> Referring expression pointing data:

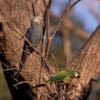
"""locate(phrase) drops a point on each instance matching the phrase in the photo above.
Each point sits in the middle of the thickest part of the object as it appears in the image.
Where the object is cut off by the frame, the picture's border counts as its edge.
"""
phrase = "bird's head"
(37, 20)
(76, 74)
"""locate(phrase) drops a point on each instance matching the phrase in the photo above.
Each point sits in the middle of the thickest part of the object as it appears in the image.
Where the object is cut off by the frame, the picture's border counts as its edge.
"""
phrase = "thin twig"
(67, 10)
(31, 83)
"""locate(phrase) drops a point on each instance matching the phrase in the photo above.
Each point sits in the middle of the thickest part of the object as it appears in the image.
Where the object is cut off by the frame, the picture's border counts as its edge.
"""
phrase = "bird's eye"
(76, 74)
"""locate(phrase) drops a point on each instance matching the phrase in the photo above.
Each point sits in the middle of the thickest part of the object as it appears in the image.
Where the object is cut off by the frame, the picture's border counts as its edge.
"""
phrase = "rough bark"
(15, 18)
(87, 63)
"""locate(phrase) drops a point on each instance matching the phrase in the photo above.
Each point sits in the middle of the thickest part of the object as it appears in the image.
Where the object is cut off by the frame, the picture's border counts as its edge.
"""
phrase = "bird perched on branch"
(63, 76)
(34, 35)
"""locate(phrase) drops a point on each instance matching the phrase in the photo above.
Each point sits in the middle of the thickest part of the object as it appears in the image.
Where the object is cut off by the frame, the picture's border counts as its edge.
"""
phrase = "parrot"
(34, 35)
(63, 76)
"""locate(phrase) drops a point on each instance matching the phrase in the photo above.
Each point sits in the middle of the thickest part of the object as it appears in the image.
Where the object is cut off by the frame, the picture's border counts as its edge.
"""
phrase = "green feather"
(63, 75)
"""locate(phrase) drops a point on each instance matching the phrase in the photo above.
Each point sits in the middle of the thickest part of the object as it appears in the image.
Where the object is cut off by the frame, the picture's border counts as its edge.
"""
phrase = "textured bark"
(87, 63)
(15, 17)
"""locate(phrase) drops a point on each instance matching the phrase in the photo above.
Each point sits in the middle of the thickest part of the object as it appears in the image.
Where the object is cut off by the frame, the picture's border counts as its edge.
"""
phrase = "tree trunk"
(15, 18)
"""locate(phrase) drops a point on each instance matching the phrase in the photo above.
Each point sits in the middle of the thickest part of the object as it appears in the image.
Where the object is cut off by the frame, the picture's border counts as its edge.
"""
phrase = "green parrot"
(63, 76)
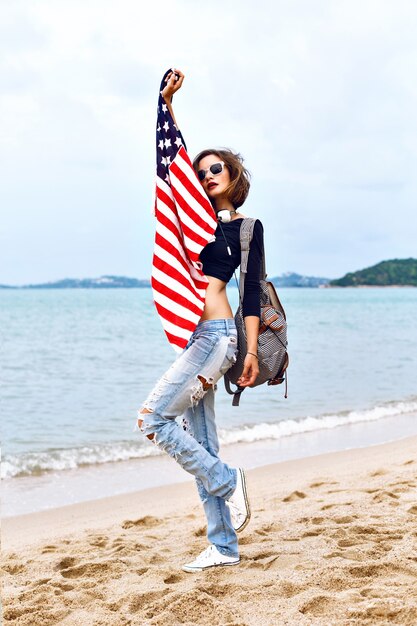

> EXERCISE AIM: With the pictures omitted, print each line of the data above precisely as given.

> TASK SOLUTION:
"""locate(phrase) drops a point on each instance matching the phrase in the photo above.
Each point sits in the middle of the thickest part of the object as it appears in the image.
Where the object is cut off by the frame, the picture's border counts as its edge.
"""
phrase = "bird's head"
(37, 20)
(76, 74)
"""locate(phrase) drops a point on each instance matching the phrase in the photo above.
Each point sits in the middle of the thickest part of the object as it appears in the image.
Where the object is cut off by the frame, the picture's border counts as its edge.
"""
phrase = "thin twig"
(67, 10)
(31, 83)
"""locate(phrase) drops a point on each instance matching the phrase in the photo above.
Each point sits in the middle of the thickest part of the object as it appears in the image.
Where the object is cut off by the frame, the picture's border counts as its edge.
"""
phrase = "bird's eye"
(76, 74)
"""locate(phrase) drops a point on each instance matching the phrase in the photo above.
Each point sits in the middle of the thickest part of the object as it appears in the image.
Where the object is cut off by the frame, the picture's border counts as its edge.
"""
phrase = "rough bark"
(15, 18)
(87, 63)
"""locate(phrase) drops a point on each instance matching the phrase in the photo above.
Each point sits in the middle of the thickest part of the object as it appears in the image.
Where the object is cut off by the frame, the picture's border counts as its edge.
"""
phrase = "bird perched on branch"
(63, 76)
(34, 35)
"""locate(phrase) drops a point on each instance matching the phrase in the photo above.
Each point sits in the middle of the thickest part of the object as it appears in the image.
Where the object is cut off by the frame, the picture's border counts as its edge.
"""
phrase = "parrot"
(34, 35)
(63, 76)
"""locate(phrase) drops a point on each instance matching the phrase in the photo above.
Each point sits in the middle of the thickest part of the object as it appears in the image.
Where the object is cut off by the frame, the picture's border counts as its edge.
"""
phrase = "green feather"
(63, 75)
"""locate(phrase) drops a point on each instance matching the phrase in the photo above.
Each point sits in the middle of the thickest part of the object as it appears in the image.
Where the object is cut off by the frame, the picture's border counts as its edge.
"""
phrase = "textured bark"
(87, 63)
(15, 17)
"""locate(phrase) drops a point on each instance matching the phrase in the photo above.
Each point sits in the middle of the thickest part of the object as it appears in the image.
Where the object is cut off by the frame, the picture's border counts as its edge.
"""
phrase = "tree trunk"
(15, 18)
"""locate(phrase) drops a point on each instance matching the phrase in the photo above.
Each point sits in the middle of the thickest part of the object as it appears in the image.
Where the object is cut off by the frame, the picture's border counts as its edge.
"""
phrase = "green parrot"
(63, 76)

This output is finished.